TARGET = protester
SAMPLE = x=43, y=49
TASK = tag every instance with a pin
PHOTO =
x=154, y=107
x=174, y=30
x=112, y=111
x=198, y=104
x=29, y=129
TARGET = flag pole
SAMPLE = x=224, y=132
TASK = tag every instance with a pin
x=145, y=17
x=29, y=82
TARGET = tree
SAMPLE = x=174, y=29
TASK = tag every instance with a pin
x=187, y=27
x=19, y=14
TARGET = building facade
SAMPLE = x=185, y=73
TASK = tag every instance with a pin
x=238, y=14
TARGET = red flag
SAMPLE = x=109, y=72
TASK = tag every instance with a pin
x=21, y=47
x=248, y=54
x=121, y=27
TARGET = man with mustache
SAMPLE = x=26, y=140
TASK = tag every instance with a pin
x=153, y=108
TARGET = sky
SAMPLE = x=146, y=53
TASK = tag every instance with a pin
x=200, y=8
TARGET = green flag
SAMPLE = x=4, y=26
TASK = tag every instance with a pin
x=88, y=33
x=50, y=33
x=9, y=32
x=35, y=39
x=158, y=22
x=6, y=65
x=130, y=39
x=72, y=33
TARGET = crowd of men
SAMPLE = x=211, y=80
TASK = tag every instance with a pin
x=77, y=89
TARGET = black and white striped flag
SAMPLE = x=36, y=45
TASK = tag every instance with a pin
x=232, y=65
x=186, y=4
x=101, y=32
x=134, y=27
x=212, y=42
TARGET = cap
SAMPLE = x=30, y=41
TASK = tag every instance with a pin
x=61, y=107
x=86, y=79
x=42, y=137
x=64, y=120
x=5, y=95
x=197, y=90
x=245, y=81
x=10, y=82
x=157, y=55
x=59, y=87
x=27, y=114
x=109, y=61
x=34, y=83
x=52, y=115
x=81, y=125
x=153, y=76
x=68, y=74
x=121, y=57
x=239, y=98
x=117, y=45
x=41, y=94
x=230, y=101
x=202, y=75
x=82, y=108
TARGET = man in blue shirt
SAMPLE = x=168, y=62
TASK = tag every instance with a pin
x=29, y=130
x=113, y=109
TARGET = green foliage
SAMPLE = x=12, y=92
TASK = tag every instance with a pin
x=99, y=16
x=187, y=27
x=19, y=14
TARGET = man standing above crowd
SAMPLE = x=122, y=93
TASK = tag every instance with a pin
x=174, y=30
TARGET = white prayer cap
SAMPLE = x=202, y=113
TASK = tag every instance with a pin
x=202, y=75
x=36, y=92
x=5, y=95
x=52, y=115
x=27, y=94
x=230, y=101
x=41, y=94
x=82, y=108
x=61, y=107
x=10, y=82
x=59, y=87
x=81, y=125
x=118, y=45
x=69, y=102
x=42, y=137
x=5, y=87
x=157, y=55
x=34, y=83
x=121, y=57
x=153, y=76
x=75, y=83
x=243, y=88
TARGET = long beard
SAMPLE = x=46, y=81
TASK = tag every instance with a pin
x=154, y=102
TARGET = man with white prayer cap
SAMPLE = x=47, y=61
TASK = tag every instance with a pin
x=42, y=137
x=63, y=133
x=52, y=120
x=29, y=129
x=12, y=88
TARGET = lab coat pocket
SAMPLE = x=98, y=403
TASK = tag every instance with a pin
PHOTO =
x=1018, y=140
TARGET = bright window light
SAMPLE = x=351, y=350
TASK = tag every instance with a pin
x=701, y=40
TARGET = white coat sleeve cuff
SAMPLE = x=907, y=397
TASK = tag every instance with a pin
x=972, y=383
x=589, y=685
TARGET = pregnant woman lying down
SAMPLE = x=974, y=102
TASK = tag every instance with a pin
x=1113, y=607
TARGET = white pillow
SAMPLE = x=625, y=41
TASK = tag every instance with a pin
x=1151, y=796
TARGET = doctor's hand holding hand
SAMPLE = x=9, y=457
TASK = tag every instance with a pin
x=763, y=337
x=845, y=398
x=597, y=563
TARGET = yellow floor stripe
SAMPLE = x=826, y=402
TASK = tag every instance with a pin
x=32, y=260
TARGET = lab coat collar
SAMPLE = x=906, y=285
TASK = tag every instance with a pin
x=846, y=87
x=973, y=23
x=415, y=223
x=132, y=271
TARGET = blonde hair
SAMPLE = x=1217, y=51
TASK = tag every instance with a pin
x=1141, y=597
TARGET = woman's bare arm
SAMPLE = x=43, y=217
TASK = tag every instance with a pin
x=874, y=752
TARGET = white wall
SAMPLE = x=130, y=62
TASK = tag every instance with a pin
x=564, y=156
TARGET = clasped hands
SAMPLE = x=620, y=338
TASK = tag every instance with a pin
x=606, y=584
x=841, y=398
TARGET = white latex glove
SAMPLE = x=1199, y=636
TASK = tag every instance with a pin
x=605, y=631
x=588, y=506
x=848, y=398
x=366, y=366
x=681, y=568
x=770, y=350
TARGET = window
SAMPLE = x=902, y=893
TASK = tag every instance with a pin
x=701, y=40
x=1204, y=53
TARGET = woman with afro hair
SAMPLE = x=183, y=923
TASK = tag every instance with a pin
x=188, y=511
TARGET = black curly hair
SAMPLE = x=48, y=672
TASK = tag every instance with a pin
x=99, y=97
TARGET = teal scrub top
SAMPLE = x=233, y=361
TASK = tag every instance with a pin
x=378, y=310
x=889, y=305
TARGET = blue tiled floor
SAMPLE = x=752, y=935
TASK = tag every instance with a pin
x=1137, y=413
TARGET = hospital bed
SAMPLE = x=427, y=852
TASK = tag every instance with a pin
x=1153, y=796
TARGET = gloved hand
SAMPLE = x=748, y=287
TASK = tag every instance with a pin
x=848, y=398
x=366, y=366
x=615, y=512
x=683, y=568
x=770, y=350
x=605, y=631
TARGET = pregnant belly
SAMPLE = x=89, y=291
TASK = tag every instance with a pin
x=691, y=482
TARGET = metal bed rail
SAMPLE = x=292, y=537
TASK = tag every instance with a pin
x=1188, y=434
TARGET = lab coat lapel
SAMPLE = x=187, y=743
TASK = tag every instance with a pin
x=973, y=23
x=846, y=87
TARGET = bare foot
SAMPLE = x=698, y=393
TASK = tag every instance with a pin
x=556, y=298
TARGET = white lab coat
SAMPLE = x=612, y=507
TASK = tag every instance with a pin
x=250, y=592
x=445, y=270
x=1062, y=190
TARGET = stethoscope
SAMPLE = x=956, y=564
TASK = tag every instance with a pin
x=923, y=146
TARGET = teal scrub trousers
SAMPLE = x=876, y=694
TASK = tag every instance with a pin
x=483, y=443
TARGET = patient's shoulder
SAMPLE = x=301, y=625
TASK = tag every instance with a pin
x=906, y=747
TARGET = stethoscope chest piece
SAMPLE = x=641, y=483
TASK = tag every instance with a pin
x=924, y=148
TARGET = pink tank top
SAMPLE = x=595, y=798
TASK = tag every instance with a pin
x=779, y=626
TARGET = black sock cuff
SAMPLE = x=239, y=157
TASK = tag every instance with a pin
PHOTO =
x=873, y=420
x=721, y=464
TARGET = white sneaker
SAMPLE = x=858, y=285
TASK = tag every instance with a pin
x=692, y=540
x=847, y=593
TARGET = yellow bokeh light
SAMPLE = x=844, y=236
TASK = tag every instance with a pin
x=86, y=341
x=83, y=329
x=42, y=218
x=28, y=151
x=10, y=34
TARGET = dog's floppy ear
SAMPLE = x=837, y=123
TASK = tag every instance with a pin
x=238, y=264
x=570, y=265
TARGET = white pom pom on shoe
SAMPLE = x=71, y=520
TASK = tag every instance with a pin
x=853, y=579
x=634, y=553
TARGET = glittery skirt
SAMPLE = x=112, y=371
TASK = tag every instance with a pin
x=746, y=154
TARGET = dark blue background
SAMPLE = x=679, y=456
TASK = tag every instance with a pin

__________________________________________________

▸ Work to be completed: Restate all of the material exactly.

▸ Solution:
TARGET = protester
SAMPLE = x=43, y=49
TASK = tag every instance with a pin
PHOTO =
x=154, y=107
x=174, y=30
x=112, y=111
x=198, y=104
x=29, y=129
TARGET = flag pole
SAMPLE = x=224, y=132
TASK = tag every instance with a pin
x=145, y=17
x=29, y=82
TARGET = tree
SAMPLE = x=174, y=29
TASK = tag every instance with a pin
x=187, y=27
x=19, y=14
TARGET = building facade
SAMPLE = x=185, y=73
TASK = tag every instance with a pin
x=238, y=14
TARGET = red flag
SAMPLE = x=109, y=72
TASK = tag every instance with a pin
x=21, y=47
x=248, y=54
x=121, y=27
TARGET = man with mustache
SAMPLE = x=26, y=140
TASK = tag every instance with a pin
x=153, y=108
TARGET = sky
SAMPLE = x=146, y=53
TASK = tag every instance with a pin
x=200, y=8
TARGET = green flag
SAMPLE = x=4, y=26
TASK = tag every instance with a pin
x=88, y=33
x=50, y=33
x=9, y=32
x=35, y=39
x=158, y=22
x=6, y=65
x=130, y=39
x=72, y=33
TARGET = crowd of men
SAMPLE = x=211, y=80
TASK = tag every instance with a pin
x=77, y=89
TARGET = black and white striped flag
SAMPLE = x=36, y=45
TASK = tag every instance with a pin
x=232, y=65
x=186, y=4
x=101, y=32
x=134, y=27
x=212, y=42
TARGET = cap
SAMPLE = x=30, y=41
TASK = tag every instance with a pin
x=61, y=107
x=86, y=79
x=42, y=137
x=64, y=120
x=5, y=95
x=197, y=90
x=245, y=81
x=10, y=82
x=157, y=55
x=59, y=87
x=27, y=114
x=109, y=61
x=34, y=83
x=52, y=115
x=81, y=125
x=153, y=76
x=68, y=74
x=121, y=57
x=239, y=98
x=117, y=45
x=41, y=94
x=230, y=101
x=202, y=75
x=82, y=108
TARGET = man in blue shirt
SAMPLE = x=168, y=62
TASK = tag every instance with a pin
x=29, y=130
x=113, y=109
TARGET = green foliage
SAMPLE = x=12, y=92
TASK = tag every instance with a pin
x=99, y=16
x=187, y=27
x=19, y=14
TARGET = man standing above crowd
SAMPLE = x=122, y=93
TASK = tag every instance with a pin
x=174, y=30
TARGET = white prayer cap
SAMPLE = x=202, y=113
TASK = tag every instance with a pin
x=202, y=75
x=36, y=92
x=5, y=95
x=52, y=115
x=27, y=94
x=230, y=101
x=41, y=94
x=82, y=108
x=61, y=107
x=10, y=82
x=59, y=87
x=81, y=125
x=118, y=45
x=69, y=102
x=42, y=137
x=5, y=87
x=157, y=55
x=34, y=83
x=121, y=57
x=153, y=76
x=75, y=83
x=243, y=88
TARGET = long beard
SAMPLE = x=46, y=81
TASK = tag every instance with a pin
x=154, y=102
TARGET = man with white prayer cap
SAMPLE = x=47, y=61
TASK = tag every instance with a pin
x=42, y=137
x=63, y=133
x=52, y=120
x=29, y=129
x=12, y=88
TARGET = lab coat pocket
SAMPLE = x=98, y=403
TASK = tag every instance with a pin
PHOTO =
x=1018, y=140
TARGET = bright window light
SAMPLE = x=351, y=350
TASK = tag every instance with a pin
x=701, y=40
TARGET = white coat sleeve cuff
SAMPLE = x=907, y=397
TASK = tag every instance with a pin
x=972, y=383
x=589, y=685
TARGET = pregnant woman lying down
SAMPLE = x=974, y=102
TASK = tag every instance with a pin
x=1113, y=607
TARGET = white pillow
SAMPLE = x=625, y=41
TASK = tag every instance with a pin
x=1151, y=796
TARGET = doctor's hand holding hand
SAMPLE = x=9, y=457
TASK = tag every instance with a pin
x=763, y=337
x=845, y=398
x=597, y=563
TARGET = yellow floor stripe
SAMPLE = x=826, y=402
TASK = tag every instance with a pin
x=32, y=260
TARGET = lab coat collar
SAMPLE = x=906, y=285
TASK = tag every instance with a pin
x=846, y=87
x=973, y=23
x=415, y=223
x=132, y=271
TARGET = blonde hair
SAMPLE = x=1217, y=51
TASK = tag every instance with a pin
x=1141, y=597
TARGET = woman's bare arm
SAMPLE = x=43, y=217
TASK = tag every instance with a pin
x=874, y=752
TARGET = white wall
SAMPLE = x=130, y=62
TASK = tag every instance with a pin
x=564, y=156
TARGET = clasped hands
SAMPLE = x=620, y=338
TASK = tag every instance with a pin
x=606, y=584
x=841, y=398
TARGET = white latex glove
SAMPLE = x=1199, y=636
TASK = tag every instance with a pin
x=605, y=631
x=588, y=506
x=848, y=398
x=366, y=366
x=681, y=568
x=770, y=350
TARGET = window
SAMPLE = x=902, y=893
TASK = tag every instance with a pin
x=701, y=40
x=1204, y=53
TARGET = woman with afro hair
SAMPLE = x=183, y=923
TASK = tag every instance with a pin
x=188, y=511
TARGET = black curly hair
SAMPLE = x=48, y=672
TASK = tag every instance with a pin
x=99, y=97
TARGET = teal scrub top
SAMPLE = x=233, y=361
TASK = tag every instance with a pin
x=378, y=310
x=889, y=305
TARGET = blue tiled floor
SAMPLE = x=752, y=935
TASK = tag every instance with a pin
x=1137, y=413
TARGET = hospital bed
SAMPLE = x=427, y=852
TASK = tag every instance with a pin
x=1153, y=796
TARGET = gloved hand
SAMPLE = x=748, y=287
TASK = tag every instance with a pin
x=848, y=398
x=366, y=366
x=615, y=512
x=683, y=568
x=770, y=350
x=605, y=631
TARGET = pregnant belly
SAMPLE = x=89, y=291
TASK = tag every instance with a pin
x=691, y=482
TARGET = metal bed rail
SAMPLE = x=292, y=537
TASK = tag every instance with a pin
x=1188, y=434
TARGET = lab coat lapel
SAMPLE = x=187, y=743
TASK = tag every instance with a pin
x=973, y=23
x=846, y=87
TARGET = bare foot
SAMPLE = x=698, y=393
TASK = tag every instance with a pin
x=556, y=298
TARGET = white lab coat
SAMPLE = x=612, y=507
TASK = tag every instance with a pin
x=250, y=592
x=445, y=270
x=1062, y=190
TARGET = stethoscope
SAMPLE = x=956, y=564
TASK = tag every instance with a pin
x=923, y=146
TARGET = teal scrub trousers
SAMPLE = x=876, y=694
TASK = tag every instance with a pin
x=483, y=443
TARGET = patient's shoulder
SAMPLE = x=301, y=625
TASK = tag every instance with a pin
x=906, y=747
TARGET = stethoscope chest piece
SAMPLE = x=641, y=483
TASK = tag every instance with a pin
x=924, y=148
TARGET = pink tank top
SAMPLE = x=595, y=798
TASK = tag every instance with a pin
x=779, y=626
TARGET = black sock cuff
SAMPLE = x=239, y=157
TASK = tag every instance with a pin
PHOTO =
x=873, y=420
x=721, y=464
TARGET = white sneaker
SAMPLE = x=858, y=285
TASK = tag every instance with a pin
x=692, y=540
x=847, y=593
TARGET = yellow bokeh light
SAMPLE = x=844, y=236
TASK = tag every instance with a pin
x=86, y=341
x=83, y=329
x=42, y=218
x=28, y=151
x=10, y=34
TARGET = dog's floppy ear
SAMPLE = x=837, y=123
TASK = tag every instance with a pin
x=238, y=264
x=570, y=265
TARGET = white pom pom on shoe
SAMPLE = x=71, y=520
TASK = tag every instance with a pin
x=853, y=579
x=634, y=553
TARGET = glittery skirt
SAMPLE = x=112, y=371
TASK = tag every instance with a pin
x=746, y=154
TARGET = dark blue background
SAMPLE = x=679, y=456
TASK = tag every instance with a pin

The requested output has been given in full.